> _Task details_:
Please print the listing exactly as it appears, from its first line up to and including the line containing "box: [610, 63, 655, 231]".

> _Supplied data_:

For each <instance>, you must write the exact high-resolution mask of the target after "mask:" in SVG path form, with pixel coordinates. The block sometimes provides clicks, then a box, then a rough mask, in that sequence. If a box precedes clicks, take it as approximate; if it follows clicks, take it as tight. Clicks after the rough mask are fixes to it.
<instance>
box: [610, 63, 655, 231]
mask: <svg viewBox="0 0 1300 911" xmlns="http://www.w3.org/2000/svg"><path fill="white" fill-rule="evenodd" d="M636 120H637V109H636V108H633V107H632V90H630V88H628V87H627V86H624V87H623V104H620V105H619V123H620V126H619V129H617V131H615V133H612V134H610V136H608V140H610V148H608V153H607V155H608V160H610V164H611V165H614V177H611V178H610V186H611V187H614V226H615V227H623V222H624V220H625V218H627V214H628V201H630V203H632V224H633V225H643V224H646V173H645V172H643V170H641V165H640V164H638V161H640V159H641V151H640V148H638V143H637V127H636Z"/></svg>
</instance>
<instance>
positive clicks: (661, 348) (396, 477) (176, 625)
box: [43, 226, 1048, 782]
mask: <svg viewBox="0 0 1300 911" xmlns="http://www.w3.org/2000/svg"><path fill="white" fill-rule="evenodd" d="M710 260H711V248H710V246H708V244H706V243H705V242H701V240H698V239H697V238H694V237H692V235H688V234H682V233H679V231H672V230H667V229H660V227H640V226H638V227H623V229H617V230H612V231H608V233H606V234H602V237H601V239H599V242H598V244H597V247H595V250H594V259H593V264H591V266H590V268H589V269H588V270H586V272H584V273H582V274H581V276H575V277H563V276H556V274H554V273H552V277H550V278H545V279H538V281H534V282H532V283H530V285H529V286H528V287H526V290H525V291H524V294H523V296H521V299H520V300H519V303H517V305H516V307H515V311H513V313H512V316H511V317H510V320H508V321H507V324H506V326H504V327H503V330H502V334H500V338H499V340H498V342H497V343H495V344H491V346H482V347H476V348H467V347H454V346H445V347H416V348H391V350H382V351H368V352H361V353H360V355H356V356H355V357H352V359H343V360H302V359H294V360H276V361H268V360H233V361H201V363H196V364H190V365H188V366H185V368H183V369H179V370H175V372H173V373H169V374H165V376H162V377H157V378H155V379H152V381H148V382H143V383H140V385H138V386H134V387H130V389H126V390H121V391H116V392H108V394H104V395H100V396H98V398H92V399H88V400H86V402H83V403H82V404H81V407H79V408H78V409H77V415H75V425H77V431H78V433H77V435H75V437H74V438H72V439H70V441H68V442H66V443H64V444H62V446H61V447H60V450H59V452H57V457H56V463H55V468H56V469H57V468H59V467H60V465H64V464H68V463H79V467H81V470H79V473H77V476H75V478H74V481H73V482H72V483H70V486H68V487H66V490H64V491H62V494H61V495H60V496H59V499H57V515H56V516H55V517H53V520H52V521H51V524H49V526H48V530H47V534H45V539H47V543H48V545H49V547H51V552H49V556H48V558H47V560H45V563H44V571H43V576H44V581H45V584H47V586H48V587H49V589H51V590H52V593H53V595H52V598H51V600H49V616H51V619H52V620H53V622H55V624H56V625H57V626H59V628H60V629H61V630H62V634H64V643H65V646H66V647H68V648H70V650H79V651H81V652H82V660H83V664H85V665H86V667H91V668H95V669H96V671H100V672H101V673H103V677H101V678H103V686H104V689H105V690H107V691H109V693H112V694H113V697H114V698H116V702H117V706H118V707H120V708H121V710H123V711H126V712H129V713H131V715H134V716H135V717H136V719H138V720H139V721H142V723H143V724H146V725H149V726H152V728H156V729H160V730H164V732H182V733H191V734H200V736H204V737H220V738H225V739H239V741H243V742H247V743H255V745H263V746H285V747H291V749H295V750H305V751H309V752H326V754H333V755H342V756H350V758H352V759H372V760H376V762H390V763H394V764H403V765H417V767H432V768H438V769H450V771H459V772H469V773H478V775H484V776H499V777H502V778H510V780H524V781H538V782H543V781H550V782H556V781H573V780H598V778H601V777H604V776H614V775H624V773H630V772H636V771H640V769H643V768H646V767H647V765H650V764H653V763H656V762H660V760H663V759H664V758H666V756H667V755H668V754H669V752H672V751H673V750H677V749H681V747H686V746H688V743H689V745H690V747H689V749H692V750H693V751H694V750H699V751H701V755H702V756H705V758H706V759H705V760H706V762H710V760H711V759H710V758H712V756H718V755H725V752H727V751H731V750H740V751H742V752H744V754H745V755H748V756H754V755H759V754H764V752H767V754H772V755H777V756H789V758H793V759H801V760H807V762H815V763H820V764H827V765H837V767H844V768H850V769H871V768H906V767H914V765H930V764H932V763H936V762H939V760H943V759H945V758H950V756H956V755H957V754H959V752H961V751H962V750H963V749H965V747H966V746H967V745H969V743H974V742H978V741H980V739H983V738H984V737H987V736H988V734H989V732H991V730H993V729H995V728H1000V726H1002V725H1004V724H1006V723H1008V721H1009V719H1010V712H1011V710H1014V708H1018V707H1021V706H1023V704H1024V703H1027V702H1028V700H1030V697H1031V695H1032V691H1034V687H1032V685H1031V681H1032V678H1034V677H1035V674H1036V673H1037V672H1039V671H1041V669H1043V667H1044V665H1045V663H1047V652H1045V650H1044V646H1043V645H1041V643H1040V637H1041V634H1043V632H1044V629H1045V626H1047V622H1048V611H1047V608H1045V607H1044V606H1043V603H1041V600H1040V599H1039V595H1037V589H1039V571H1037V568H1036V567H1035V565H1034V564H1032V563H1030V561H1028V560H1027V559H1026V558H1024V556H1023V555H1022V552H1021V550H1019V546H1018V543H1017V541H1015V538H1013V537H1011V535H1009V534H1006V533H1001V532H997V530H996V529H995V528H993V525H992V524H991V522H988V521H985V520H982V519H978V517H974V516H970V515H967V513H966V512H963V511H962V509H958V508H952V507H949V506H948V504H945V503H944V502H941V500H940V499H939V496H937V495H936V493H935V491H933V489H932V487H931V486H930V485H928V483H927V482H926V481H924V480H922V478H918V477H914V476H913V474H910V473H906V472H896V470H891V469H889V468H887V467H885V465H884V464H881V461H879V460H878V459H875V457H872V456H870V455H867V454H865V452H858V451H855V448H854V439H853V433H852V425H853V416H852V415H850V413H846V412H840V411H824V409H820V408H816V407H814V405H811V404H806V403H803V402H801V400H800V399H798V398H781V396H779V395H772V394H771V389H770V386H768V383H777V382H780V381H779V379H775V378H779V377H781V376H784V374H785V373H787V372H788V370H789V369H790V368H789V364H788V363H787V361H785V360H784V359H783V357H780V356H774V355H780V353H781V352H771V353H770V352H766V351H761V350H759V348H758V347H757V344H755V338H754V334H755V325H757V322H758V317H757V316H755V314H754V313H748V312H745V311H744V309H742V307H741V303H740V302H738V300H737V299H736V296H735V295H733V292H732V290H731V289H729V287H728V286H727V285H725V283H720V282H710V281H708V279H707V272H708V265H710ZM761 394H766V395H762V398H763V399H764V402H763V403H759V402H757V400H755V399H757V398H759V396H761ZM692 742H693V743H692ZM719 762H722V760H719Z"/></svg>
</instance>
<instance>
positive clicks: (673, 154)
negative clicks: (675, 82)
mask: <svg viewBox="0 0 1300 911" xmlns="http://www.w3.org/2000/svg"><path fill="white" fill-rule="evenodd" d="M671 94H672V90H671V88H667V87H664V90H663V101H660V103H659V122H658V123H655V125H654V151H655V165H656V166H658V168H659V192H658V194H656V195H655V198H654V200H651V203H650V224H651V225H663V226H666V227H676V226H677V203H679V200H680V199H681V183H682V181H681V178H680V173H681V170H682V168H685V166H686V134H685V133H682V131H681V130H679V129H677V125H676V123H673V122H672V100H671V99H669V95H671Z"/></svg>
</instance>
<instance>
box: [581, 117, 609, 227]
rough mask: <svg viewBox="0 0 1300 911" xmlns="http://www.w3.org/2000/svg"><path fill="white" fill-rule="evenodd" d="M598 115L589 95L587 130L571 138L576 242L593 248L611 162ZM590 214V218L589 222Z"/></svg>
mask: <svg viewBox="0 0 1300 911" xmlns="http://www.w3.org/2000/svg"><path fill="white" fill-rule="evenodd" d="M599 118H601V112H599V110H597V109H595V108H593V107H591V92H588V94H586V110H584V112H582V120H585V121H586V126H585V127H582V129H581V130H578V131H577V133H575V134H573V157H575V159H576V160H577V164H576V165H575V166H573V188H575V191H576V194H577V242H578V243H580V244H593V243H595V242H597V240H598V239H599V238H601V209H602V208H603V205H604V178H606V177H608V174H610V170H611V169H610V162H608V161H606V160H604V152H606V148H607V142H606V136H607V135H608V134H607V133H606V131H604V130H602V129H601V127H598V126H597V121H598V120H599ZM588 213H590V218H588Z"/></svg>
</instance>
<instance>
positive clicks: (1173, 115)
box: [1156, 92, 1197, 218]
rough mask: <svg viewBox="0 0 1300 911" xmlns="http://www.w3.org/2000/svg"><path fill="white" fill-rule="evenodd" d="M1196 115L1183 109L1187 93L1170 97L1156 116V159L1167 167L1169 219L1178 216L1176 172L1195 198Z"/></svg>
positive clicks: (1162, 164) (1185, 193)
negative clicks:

> _Task solution_:
For each <instance>, you must write the exact high-resolution mask of the target after "mask:" in SVG path form, with pixel coordinates. The block sometimes provides clicks, then a box, then a rough mask, in that sequence. If a box precedes clicks, take it as approximate; if it follows clicks, take it as tight. Clicks after the rough mask are fixes to it.
<instance>
box: [610, 63, 655, 231]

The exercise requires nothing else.